> Records from an annotation dataset:
-------

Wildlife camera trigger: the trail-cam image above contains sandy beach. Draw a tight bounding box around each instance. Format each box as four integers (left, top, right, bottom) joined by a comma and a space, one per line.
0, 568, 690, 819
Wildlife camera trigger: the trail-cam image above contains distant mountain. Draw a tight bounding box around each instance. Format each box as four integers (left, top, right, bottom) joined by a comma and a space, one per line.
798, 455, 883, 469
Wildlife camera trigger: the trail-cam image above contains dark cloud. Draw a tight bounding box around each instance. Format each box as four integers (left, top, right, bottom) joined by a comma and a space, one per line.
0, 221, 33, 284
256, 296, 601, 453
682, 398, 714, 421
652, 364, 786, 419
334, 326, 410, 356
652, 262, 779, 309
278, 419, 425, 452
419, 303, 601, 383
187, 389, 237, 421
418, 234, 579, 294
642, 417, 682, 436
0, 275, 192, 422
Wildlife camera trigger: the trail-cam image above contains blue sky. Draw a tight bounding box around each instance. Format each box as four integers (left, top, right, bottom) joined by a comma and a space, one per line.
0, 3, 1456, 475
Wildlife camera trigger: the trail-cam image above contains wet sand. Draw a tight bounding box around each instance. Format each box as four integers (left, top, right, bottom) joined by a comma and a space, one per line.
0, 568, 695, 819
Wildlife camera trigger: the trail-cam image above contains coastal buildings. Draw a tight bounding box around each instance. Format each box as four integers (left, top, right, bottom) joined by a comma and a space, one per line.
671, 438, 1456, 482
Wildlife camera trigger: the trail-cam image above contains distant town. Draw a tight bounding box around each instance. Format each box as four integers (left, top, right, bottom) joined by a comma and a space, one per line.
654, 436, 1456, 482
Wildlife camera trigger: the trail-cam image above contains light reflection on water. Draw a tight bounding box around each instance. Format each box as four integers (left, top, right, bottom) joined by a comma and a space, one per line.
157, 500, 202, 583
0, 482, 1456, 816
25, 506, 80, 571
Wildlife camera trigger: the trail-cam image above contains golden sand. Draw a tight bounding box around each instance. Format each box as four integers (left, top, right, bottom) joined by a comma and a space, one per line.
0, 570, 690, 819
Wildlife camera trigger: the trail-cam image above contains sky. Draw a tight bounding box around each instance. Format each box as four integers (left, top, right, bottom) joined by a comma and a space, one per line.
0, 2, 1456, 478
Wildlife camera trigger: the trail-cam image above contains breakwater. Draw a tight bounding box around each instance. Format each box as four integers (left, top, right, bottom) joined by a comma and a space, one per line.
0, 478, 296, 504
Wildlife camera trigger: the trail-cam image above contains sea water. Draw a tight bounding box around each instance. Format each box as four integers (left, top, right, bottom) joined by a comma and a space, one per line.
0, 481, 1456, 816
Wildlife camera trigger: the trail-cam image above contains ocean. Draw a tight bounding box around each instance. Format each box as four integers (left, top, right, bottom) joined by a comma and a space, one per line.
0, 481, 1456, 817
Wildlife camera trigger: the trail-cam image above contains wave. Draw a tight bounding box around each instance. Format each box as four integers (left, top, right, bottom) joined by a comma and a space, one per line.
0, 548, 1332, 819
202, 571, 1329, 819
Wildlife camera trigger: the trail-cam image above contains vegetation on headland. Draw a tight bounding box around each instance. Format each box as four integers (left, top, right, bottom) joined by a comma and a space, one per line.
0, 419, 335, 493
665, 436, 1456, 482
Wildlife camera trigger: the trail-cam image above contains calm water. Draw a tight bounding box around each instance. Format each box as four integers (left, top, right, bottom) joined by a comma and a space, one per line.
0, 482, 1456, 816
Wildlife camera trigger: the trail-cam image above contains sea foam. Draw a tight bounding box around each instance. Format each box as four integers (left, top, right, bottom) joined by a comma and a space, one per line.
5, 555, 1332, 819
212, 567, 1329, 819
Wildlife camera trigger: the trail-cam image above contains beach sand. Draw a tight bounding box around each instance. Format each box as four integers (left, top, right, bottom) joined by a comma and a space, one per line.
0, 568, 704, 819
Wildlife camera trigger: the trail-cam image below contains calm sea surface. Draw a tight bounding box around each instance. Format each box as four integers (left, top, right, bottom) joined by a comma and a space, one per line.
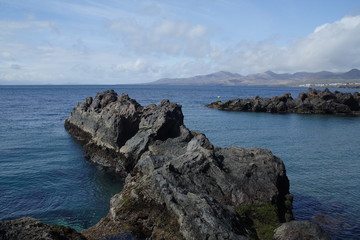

-------

> Requirements:
Count the lines of the records above that contain the word "calm", and give only that number.

> Result:
2